SOURCE EXTRACT: Begin
Traders in short-term funding markets are already busy assessing the potential impact of the U.S. debt ceiling coming back into force in the second half of this year even as Congress trains its focus on more immediate matters like finalizing President-elect Joe Biden’s victory this week.
The country’s borrowing limit, which was suspended back in August 2019, is scheduled to come into effect once again on Aug. 1. Without a Congressional deal that extends or defers it once again, the Treasury will eventually have its ability to borrow curtailed, although it has historically found ways to delay officially hitting that limit.
Perhaps more critically for dollar funding markets, the reinstatement of the ceiling is also likely to cause the Treasury to slash its cash pile. Just how it does that could have a marked impact. The amount of cash that the Treasury currently holds is around $1.73 trillion, but it will need to whittle that down over the next seven months to the level it was at when the last ceiling suspension took place -- around $118 billion. That’s a far bigger reduction than it has historically had to do around debt-limit episodes.
The Covid-19 pandemic and the government’s response to its economic fallout are at the heart of this dilemma. To fund emergency stimulus measures, the Treasury ramped up its issuance of debt -- in particular short-dated Treasury bills. Now that they need to shrink the cash pile, there is a risk that the supply of bills will drop too quickly, forcing market rates below zero and forcing the central bank to intervene.
“The impending supply squeeze in the bill sector and the corresponding glut in the reserves market will be dominant themes for the front end this year,” Wrightson ICAP chief economist Lou Crandall wrote in a note to clients.
This could be a headache for the Federal Reserve because swings in the amount of cash that the government has deposited at the monetary authority have a direct impact on the level of bank reserves. By effectively ramping up the total amount of bank reserves in the system, there’s a risk that other assets get crowded out from lenders’ balance sheets, according to Crandall.
Read more on the Treasury cash balance here.
The central bank has already hinted that it could intervene should reserves flood the market. Lorie Logan, executive vice president at the Federal Reserve Bank of New York, said in a speech last month the central bank is prepared to tweak its interest on excess reserves rate if downward pressure on rates were to emerge. The rate was set at 0.10% back in March, which is 1 percentage point above the effective fed funds rate.
The minutes from the central bank’s Dec. 15-16 meeting, due for release Wednesday, may offer some further insight into how policy makers are thinking about a possible adjustment to IOER.
Besides the Fed taking action, Crandall said there are a few things Treasury could do, such as reduce the amount of weekly cash management bill offerings beginning in February and cut the outright size of the bill auctions in the second quarter. Just how the Treasury will engineer a decline in its cash balance over the coming months is “the central question,” according to Crandall.
SOURCE EXTRACT: End
### EXERCISE
From the debt ceiling article, copy out the passage starting at "The Covid-19 pandemic" and ending at "note to clients.", word for word.
ENTRIES SHOWN: Begin
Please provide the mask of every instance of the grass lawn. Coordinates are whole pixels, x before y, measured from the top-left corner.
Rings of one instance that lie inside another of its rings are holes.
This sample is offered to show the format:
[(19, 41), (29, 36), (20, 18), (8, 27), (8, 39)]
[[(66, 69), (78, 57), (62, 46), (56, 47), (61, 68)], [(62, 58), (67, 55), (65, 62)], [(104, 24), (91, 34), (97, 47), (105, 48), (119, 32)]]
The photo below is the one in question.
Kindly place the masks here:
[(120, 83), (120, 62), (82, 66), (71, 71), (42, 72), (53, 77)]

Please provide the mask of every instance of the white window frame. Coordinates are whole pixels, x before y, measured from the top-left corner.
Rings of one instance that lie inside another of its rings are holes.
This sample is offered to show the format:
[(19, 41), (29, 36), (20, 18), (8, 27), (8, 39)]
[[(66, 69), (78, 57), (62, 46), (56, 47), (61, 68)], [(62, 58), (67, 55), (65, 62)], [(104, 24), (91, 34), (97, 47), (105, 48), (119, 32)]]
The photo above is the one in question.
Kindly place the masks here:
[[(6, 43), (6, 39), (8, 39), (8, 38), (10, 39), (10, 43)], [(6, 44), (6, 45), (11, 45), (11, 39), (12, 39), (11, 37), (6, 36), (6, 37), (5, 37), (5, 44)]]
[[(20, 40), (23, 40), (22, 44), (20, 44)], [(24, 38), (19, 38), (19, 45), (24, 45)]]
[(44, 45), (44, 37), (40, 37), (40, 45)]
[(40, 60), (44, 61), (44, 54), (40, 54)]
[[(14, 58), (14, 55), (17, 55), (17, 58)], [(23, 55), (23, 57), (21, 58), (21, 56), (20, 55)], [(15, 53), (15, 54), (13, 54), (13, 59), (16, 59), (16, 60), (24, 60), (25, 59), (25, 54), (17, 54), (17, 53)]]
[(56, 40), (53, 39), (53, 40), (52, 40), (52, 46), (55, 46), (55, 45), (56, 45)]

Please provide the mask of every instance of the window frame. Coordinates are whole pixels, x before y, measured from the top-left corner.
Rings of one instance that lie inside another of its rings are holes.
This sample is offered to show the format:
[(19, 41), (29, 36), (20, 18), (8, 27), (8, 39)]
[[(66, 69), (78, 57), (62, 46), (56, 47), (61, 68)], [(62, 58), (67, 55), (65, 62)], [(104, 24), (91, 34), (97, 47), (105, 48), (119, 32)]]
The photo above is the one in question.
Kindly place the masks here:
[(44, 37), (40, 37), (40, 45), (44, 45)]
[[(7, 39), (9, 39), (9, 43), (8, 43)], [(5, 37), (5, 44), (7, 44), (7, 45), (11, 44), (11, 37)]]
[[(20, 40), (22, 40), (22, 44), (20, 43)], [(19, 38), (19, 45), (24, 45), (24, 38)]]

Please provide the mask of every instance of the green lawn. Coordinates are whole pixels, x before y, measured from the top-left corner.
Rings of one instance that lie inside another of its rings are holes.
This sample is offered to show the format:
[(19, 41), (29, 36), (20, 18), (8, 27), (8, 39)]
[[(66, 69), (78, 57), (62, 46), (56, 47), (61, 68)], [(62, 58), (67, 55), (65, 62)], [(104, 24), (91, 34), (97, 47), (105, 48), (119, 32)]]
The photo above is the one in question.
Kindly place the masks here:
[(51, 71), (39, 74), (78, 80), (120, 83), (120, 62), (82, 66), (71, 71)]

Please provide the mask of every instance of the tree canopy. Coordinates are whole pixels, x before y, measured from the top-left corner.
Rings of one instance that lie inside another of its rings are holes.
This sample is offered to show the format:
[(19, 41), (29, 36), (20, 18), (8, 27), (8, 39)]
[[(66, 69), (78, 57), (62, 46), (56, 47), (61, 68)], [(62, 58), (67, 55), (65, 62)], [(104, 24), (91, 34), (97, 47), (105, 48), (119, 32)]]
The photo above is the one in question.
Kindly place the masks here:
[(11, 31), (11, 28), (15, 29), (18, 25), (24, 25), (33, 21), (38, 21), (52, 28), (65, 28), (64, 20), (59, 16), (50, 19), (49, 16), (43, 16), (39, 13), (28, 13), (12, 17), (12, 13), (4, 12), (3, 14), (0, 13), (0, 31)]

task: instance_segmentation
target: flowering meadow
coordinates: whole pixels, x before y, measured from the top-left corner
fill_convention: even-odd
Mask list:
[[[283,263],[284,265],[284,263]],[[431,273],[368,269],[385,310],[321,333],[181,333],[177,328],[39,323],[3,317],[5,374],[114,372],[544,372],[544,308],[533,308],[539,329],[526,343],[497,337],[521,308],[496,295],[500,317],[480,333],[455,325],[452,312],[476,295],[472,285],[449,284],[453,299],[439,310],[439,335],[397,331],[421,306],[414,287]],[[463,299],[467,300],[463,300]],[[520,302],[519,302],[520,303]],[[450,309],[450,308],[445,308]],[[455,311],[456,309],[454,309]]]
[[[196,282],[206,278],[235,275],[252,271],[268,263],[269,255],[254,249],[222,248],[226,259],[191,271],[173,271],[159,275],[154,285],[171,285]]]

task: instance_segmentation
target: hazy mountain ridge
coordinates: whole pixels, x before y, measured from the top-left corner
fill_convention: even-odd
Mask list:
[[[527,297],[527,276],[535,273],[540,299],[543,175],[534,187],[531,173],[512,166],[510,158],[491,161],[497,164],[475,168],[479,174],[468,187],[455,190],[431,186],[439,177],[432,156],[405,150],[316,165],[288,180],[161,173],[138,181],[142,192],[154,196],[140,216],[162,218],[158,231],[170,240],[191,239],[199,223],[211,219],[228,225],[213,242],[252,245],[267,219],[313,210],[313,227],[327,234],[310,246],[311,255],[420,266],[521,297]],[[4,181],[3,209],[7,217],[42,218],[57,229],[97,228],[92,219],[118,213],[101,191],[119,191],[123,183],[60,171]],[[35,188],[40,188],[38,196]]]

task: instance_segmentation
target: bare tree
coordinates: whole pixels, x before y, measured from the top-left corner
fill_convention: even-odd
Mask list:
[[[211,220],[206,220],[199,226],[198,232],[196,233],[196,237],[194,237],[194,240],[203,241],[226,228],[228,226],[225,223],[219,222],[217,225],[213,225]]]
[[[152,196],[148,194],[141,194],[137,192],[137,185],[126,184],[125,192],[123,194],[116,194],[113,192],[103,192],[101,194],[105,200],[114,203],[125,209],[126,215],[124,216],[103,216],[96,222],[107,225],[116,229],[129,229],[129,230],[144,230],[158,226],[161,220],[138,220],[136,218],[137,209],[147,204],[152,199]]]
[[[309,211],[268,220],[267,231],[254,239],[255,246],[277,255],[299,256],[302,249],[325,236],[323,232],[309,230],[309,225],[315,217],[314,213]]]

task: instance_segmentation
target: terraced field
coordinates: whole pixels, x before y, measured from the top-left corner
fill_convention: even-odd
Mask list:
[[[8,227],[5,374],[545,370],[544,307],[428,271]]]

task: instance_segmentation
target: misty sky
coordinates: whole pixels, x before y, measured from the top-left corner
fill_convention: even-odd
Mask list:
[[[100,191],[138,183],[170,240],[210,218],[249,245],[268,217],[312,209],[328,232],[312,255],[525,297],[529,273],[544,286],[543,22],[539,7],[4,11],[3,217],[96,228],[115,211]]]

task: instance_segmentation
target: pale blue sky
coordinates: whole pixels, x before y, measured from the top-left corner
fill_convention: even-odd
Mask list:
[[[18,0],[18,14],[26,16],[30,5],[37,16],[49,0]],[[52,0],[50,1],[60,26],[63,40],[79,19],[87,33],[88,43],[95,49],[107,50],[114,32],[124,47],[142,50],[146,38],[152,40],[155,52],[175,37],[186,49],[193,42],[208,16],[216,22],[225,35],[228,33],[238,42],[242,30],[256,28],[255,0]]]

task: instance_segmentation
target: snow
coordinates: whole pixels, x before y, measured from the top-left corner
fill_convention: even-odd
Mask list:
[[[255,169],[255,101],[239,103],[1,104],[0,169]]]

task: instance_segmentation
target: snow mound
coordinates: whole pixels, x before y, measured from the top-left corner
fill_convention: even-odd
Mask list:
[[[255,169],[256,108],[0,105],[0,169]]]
ENTRIES SHOWN: End
ENTRIES SHOWN: Begin
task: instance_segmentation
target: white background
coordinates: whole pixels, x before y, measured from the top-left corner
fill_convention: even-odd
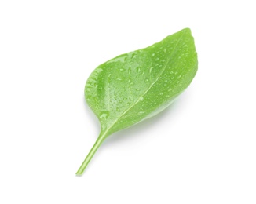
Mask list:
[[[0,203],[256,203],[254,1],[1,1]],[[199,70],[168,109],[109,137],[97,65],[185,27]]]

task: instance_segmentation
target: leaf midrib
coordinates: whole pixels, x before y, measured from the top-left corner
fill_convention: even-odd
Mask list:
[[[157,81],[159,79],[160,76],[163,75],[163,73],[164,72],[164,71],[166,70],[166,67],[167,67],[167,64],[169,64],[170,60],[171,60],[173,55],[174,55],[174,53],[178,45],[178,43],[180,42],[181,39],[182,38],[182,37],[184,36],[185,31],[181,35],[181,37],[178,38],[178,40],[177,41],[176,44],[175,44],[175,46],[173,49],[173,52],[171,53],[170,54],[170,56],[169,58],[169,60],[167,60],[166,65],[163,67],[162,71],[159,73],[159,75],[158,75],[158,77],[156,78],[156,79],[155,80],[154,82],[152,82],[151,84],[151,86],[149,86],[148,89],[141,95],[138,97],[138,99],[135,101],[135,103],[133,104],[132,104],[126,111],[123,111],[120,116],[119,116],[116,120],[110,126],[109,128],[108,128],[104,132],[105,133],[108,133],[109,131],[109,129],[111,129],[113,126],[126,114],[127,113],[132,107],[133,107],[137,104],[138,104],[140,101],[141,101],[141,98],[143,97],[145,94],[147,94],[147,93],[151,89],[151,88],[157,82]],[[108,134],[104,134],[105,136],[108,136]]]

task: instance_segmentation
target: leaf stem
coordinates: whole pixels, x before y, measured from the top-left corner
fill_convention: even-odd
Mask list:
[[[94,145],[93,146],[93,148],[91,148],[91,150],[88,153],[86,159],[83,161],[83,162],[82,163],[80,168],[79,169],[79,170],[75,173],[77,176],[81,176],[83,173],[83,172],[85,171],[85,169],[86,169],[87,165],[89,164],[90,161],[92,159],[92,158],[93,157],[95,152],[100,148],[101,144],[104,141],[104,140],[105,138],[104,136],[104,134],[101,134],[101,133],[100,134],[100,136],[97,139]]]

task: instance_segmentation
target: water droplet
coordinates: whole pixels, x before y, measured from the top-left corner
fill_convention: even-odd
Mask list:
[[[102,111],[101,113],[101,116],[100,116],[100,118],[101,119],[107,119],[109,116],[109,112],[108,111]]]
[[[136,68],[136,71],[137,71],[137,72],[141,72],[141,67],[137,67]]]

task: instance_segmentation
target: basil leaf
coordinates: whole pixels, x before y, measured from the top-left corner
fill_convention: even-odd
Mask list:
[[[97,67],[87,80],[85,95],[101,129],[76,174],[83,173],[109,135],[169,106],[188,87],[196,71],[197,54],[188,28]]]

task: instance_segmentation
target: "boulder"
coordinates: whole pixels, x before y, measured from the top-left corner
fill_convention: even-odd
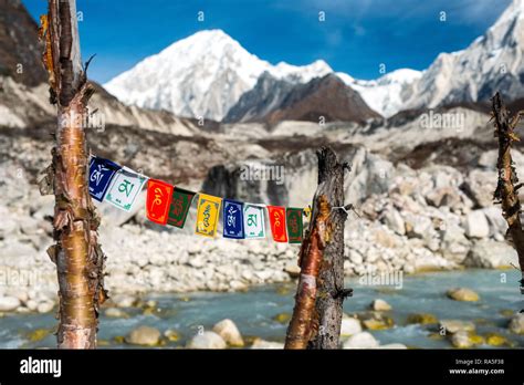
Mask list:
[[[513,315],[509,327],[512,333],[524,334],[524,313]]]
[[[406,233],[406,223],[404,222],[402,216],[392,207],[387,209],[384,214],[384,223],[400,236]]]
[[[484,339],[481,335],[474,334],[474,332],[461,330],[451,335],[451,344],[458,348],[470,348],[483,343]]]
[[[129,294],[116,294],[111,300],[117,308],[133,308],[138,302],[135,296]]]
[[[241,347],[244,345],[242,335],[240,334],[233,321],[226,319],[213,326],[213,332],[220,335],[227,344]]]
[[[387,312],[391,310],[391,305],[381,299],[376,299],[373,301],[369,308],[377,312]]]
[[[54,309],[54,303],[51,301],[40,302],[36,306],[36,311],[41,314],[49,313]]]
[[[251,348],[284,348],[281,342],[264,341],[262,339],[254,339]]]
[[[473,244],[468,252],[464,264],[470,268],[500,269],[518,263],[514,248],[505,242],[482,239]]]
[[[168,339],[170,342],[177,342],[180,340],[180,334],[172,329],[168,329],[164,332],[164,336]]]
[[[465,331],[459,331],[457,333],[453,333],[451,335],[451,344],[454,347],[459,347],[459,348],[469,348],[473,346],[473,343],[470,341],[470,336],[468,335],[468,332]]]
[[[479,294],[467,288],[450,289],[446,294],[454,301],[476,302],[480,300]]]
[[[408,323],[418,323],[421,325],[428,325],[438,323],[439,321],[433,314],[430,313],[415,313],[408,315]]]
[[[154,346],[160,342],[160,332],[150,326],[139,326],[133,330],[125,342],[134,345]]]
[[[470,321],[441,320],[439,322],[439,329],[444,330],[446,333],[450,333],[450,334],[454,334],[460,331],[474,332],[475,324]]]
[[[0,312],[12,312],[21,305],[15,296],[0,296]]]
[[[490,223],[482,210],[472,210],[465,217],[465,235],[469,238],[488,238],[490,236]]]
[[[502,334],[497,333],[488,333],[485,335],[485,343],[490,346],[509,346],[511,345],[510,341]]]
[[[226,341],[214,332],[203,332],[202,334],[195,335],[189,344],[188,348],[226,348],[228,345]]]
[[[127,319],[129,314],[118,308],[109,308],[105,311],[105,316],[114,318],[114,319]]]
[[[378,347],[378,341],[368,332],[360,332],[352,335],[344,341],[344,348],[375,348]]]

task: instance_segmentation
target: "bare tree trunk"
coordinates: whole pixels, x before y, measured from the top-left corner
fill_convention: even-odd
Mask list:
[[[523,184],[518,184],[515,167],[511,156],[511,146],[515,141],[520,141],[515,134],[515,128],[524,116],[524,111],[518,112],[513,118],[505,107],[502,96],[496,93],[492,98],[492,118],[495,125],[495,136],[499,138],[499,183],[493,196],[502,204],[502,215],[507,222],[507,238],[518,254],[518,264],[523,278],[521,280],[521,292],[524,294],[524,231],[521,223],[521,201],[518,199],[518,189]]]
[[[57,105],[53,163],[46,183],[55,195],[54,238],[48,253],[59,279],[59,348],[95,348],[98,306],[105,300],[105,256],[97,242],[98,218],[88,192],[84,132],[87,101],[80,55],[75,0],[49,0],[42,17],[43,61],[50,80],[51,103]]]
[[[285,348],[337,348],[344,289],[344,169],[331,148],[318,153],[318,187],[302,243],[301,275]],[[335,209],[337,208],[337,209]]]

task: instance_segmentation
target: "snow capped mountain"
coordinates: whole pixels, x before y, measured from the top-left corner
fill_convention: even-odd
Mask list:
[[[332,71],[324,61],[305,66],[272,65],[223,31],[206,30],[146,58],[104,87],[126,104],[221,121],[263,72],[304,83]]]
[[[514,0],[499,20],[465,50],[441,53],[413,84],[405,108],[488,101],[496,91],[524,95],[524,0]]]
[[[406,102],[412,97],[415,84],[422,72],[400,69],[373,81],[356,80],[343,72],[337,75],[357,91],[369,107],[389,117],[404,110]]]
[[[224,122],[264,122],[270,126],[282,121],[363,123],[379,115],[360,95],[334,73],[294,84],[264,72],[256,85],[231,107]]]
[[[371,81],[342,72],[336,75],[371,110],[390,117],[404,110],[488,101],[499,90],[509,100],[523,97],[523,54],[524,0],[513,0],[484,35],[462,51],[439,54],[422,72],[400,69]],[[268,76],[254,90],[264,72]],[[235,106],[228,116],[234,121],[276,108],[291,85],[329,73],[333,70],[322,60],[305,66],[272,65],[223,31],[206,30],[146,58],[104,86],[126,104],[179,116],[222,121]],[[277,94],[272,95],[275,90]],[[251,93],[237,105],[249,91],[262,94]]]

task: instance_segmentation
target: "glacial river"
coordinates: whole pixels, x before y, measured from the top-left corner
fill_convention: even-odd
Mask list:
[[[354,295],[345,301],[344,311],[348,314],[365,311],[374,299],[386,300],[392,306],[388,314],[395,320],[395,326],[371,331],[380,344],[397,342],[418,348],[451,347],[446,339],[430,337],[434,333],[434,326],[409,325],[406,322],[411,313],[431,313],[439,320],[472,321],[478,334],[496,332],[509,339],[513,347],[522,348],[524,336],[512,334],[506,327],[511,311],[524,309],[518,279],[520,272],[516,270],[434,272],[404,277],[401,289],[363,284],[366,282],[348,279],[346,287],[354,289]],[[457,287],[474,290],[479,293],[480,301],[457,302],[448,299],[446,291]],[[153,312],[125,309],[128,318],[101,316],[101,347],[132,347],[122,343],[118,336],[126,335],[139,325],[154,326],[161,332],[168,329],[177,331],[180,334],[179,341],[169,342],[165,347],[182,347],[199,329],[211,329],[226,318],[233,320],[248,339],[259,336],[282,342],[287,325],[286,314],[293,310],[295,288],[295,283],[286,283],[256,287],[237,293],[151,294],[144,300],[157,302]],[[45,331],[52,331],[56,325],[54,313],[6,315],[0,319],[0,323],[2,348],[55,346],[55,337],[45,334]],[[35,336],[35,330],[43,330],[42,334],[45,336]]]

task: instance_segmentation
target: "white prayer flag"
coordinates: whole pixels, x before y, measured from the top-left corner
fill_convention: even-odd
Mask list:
ENTRIES SHOWN: End
### YOUR SOLUTION
The Covid-19 pandemic and the government’s response to its economic fallout are at the heart of this dilemma. To fund emergency stimulus measures, the Treasury ramped up its issuance of debt -- in particular short-dated Treasury bills. Now that they need to shrink the cash pile, there is a risk that the supply of bills will drop too quickly, forcing market rates below zero and forcing the central bank to intervene.
“The impending supply squeeze in the bill sector and the corresponding glut in the reserves market will be dominant themes for the front end this year,” Wrightson ICAP chief economist Lou Crandall wrote in a note to clients.